◆ **依頼 1**
パン店についての文書抜粋では、新井シェフは毎日何種類のパンを焼き上げているか。

◆ **文書抜粋**
******************************

みやび亭のパンはどれもが、その食感、口どけの良さに驚く。バゲットはあくまでクラストはザクッと、クラムはモチモチとやわらかく口の中でスッと溶けていく。だからこそいくらでも食べられる。
「水分を多く入れ、高温でしっかりと焼く。これがザクッとした食感と口どけのポイント」と新井シェフ。従って高温をしっかり保てるオーブンでないと、あの食感はつくりだせないと、ドイツ製の窯を導入している。

製造は新井シェフ一人ということもあり、午前2時には厨房に入る。人を使うのはあまり得意ではないとはいえ、毎日、7種類の生地を駆使し、60種類のパンを焼き上げるのは並大抵のことではない。ダイヤグラムが頭に刷り込まれているからの神ワザといえる。約20坪の広い厨房には、分割機や食洗機を導入、省力化に努めている。冷蔵、冷凍庫も最初から備え付けを設置、働きやすさを重視している。

******************************

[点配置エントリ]
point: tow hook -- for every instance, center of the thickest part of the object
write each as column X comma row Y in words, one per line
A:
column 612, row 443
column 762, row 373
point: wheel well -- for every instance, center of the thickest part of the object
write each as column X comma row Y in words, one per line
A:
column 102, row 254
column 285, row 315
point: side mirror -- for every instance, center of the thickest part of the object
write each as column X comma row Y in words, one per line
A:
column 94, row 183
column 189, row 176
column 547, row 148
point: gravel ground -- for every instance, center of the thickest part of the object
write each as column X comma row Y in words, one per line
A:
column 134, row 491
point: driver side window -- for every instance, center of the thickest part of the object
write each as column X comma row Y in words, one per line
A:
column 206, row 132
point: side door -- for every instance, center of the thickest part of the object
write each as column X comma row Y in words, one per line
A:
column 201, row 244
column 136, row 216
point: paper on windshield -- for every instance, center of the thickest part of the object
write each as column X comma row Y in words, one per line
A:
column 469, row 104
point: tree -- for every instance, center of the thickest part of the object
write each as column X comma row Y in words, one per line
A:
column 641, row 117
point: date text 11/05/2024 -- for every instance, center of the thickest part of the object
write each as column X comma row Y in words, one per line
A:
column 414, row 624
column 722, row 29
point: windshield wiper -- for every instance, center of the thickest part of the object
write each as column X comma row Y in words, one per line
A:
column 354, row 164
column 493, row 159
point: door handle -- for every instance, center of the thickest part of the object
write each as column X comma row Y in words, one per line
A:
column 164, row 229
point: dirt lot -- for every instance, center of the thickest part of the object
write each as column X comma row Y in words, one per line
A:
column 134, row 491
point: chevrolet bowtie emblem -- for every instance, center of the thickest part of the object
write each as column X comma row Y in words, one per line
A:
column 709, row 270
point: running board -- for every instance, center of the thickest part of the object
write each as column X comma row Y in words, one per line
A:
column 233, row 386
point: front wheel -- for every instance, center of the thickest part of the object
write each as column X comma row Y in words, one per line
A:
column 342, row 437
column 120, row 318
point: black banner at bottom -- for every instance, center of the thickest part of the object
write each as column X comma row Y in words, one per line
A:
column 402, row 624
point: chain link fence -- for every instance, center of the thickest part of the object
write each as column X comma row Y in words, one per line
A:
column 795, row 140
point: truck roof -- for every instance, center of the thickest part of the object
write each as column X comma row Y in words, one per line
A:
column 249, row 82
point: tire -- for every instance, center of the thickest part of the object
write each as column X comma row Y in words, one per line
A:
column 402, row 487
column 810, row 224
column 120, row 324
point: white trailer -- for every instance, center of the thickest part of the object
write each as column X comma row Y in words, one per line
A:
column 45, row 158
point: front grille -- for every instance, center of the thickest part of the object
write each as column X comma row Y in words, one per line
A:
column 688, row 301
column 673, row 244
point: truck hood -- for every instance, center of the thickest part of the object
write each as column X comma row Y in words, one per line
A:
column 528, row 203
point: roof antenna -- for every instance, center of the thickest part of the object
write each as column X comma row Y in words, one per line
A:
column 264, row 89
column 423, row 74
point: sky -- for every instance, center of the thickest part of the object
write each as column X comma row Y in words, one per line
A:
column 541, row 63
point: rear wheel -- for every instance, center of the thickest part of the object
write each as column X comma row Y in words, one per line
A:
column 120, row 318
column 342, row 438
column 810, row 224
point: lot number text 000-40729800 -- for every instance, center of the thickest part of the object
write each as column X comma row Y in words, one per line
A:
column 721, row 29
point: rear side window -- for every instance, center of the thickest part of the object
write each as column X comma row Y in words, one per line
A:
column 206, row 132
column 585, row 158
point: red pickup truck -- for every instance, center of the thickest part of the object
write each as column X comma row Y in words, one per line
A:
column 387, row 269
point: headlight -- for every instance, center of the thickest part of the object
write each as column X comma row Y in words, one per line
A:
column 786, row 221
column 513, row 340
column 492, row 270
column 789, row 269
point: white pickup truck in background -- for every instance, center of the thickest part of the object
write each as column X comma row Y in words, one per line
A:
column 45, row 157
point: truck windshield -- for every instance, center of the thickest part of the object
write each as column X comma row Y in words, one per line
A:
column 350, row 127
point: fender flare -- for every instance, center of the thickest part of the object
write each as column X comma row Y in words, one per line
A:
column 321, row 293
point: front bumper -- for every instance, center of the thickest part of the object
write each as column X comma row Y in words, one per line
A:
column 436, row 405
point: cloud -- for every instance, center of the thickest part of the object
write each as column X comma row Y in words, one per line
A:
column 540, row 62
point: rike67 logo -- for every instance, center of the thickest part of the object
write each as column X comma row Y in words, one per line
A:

******************************

◆ **依頼 2**
エントリのうち、文字列「side」を含む行をすべて示してください。大文字と小文字は区別します。

◆ **回答 1**
60種類。

◆ **回答 2**
point: side mirror -- for every instance, center of the thickest part of the object
point: driver side window -- for every instance, center of the thickest part of the object
point: side door -- for every instance, center of the thickest part of the object
point: rear side window -- for every instance, center of the thickest part of the object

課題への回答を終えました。